Selected extract:

Comment 4 Stephen Benjamin 2020-09-15 11:03:06 UTC
This  isn't related to the disabled provisioning network, for some reason baremetal-operator isn't setting capabilities correctly to tell the host we're doing a UEFI boot.

BIOS-based virtualmedia provisioning won't work due to https://bugzilla.redhat.com/show_bug.cgi?id=1862608#
 

Here's the properites field of the Ironic host:

$ curl -g -X GET --user ironic-user:XXXXXXXX http://X.X.X.X:6385/v1/nodes/c4ccee33-20c3-471e-bf97-b20a8c730633 -H "Accept: application/json" -H "Content-Type: application/json" -H "X-Openstack-Ironic-API-Version: 1.67"  | jq ".properties"
shows:
{
  "capabilities": ""
}

However, the BMH correctly shows bootMode: UEFI.


@Doug: could there be some kind of race here and somehow capabilities ends up empty?

Comment 5 Doug Hellmann 2020-09-15 19:56:11 UTC
It looks like the problem is that we only set the boot mode in ironic before we provision, and not before we start inspection. See https://github.com/metal3-io/baremetal-operator/pull/635

Comment 6 Stephen Benjamin 2020-09-15 23:42:58 UTC
That's really odd because the e2e-metal-ipi-virtualmedia job was passing, using UEFI virtual media, did something change in Ironic or BMO?

What to produce: Rewrite the bug thread starting with "BIOS-based virtualmedia provisioning" and going on through "shows bootMode: UEFI.", changing "BMH" to "BareMetalHost". The records play no part in what follows.

Raw records:

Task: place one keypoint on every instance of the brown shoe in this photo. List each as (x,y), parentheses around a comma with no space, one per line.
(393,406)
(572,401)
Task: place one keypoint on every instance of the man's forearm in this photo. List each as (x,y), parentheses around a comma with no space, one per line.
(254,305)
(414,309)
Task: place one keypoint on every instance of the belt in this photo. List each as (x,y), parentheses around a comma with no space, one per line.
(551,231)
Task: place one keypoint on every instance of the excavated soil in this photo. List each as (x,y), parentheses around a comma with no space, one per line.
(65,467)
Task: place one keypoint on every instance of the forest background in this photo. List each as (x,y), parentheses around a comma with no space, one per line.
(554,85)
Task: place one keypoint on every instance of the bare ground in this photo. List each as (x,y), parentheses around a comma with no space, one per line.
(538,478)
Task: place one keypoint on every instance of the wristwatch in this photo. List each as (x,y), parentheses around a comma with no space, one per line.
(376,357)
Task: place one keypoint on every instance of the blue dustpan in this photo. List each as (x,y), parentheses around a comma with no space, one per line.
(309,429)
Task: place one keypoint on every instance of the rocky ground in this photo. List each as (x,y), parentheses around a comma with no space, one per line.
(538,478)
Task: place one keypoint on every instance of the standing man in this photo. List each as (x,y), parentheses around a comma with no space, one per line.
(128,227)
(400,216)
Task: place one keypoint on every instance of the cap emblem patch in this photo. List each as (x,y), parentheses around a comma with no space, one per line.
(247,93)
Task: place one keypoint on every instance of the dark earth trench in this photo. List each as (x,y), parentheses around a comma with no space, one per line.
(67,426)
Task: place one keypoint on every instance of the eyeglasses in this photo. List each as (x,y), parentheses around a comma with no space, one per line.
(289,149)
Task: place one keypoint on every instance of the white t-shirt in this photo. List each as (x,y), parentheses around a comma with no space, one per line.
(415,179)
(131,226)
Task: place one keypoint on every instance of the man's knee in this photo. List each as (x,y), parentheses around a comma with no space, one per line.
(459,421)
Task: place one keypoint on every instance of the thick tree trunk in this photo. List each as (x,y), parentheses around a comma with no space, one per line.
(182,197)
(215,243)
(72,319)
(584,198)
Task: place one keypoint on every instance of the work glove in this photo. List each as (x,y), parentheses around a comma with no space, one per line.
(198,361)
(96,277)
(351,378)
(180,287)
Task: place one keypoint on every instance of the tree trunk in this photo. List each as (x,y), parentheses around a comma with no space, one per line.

Exercise result:
BIOS-based virtualmedia provisioning won't work due to https://bugzilla.redhat.com/show_bug.cgi?id=1862608#
 

Here's the properites field of the Ironic host:

$ curl -g -X GET --user ironic-user:XXXXXXXX http://X.X.X.X:6385/v1/nodes/c4ccee33-20c3-471e-bf97-b20a8c730633 -H "Accept: application/json" -H "Content-Type: application/json" -H "X-Openstack-Ironic-API-Version: 1.67"  | jq ".properties"
shows:
{
  "capabilities": ""
}

However, the BareMetalHost correctly shows bootMode: UEFI.